Source records:
<<<<

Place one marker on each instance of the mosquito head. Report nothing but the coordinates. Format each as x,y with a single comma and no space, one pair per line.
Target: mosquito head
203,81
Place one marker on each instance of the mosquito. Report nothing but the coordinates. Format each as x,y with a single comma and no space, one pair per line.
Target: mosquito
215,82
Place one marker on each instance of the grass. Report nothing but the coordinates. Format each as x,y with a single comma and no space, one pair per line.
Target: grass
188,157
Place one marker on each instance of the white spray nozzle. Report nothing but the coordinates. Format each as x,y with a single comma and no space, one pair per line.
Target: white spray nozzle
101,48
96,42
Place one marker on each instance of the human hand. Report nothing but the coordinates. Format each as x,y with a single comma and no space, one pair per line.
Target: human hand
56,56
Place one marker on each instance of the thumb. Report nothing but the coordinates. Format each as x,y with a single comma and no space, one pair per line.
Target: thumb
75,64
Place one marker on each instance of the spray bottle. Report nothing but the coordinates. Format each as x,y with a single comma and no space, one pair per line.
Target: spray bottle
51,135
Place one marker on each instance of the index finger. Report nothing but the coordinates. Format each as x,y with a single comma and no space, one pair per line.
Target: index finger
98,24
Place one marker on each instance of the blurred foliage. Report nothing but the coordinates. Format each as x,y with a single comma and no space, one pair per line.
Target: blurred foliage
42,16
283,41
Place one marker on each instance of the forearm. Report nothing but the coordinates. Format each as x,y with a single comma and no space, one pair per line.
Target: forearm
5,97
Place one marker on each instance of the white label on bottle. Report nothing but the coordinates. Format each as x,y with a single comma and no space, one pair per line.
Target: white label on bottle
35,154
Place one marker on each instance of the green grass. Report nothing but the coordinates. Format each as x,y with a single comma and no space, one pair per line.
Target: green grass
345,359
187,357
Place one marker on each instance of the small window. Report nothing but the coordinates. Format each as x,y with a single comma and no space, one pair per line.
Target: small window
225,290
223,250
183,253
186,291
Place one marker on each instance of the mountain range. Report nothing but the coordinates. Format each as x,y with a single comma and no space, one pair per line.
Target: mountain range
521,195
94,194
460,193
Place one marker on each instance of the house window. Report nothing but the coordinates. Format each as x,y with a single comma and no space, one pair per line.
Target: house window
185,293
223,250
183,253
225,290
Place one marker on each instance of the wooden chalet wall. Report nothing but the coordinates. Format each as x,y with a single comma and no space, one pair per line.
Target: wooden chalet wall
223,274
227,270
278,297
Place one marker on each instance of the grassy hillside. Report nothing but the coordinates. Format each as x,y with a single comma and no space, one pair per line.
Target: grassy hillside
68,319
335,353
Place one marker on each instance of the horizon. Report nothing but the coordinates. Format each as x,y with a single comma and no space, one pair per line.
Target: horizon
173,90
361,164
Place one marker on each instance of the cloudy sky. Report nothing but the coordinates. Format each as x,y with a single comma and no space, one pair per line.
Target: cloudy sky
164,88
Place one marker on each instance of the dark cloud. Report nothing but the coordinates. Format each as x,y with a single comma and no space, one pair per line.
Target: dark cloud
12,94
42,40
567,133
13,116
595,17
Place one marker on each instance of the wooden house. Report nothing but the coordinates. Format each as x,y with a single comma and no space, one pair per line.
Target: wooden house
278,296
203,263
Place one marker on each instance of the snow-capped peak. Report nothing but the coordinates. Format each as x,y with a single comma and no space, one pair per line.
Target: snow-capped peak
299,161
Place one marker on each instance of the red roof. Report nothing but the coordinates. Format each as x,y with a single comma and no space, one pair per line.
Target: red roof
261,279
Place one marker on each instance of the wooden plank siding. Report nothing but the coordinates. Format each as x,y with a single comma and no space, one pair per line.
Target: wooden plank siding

>>>>
<<<<

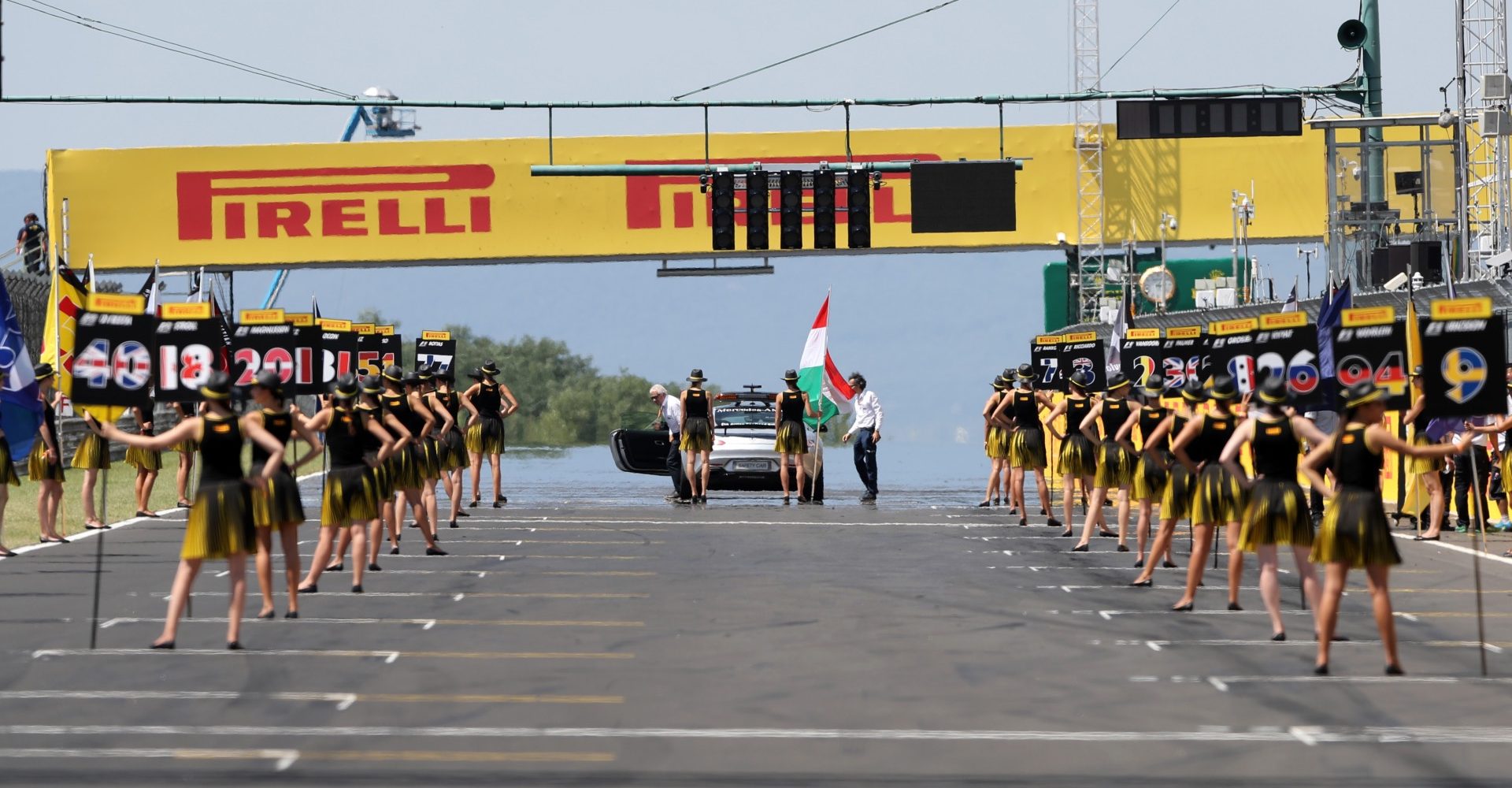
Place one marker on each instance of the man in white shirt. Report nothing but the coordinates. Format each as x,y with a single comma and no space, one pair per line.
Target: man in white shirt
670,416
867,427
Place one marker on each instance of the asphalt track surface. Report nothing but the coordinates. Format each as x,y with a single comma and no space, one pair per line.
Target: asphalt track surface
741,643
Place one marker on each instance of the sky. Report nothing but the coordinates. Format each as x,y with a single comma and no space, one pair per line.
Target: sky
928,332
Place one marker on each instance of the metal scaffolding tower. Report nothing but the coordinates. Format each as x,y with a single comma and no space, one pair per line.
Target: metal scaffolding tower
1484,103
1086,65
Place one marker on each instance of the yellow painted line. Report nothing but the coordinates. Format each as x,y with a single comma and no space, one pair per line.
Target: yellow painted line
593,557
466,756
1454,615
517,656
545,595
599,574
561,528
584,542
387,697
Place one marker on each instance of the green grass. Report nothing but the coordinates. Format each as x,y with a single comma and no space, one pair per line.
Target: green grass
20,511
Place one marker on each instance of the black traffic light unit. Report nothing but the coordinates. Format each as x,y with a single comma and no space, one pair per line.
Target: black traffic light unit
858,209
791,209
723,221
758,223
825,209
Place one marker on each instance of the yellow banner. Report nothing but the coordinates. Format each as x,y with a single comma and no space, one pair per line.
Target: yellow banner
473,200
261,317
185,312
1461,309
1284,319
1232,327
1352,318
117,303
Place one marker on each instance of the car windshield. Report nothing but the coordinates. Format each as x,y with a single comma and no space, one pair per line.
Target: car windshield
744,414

>>>>

- WHAT YOU ARE ASKED TO DO -
When a line above includes the word "plank", please list that line.

- THE ANSWER -
Place one marker on each instance of the wooden plank siding. Report nothing but the coordinates. Format each as x,y with a single comma and no space, one pair per line.
Target: wooden plank siding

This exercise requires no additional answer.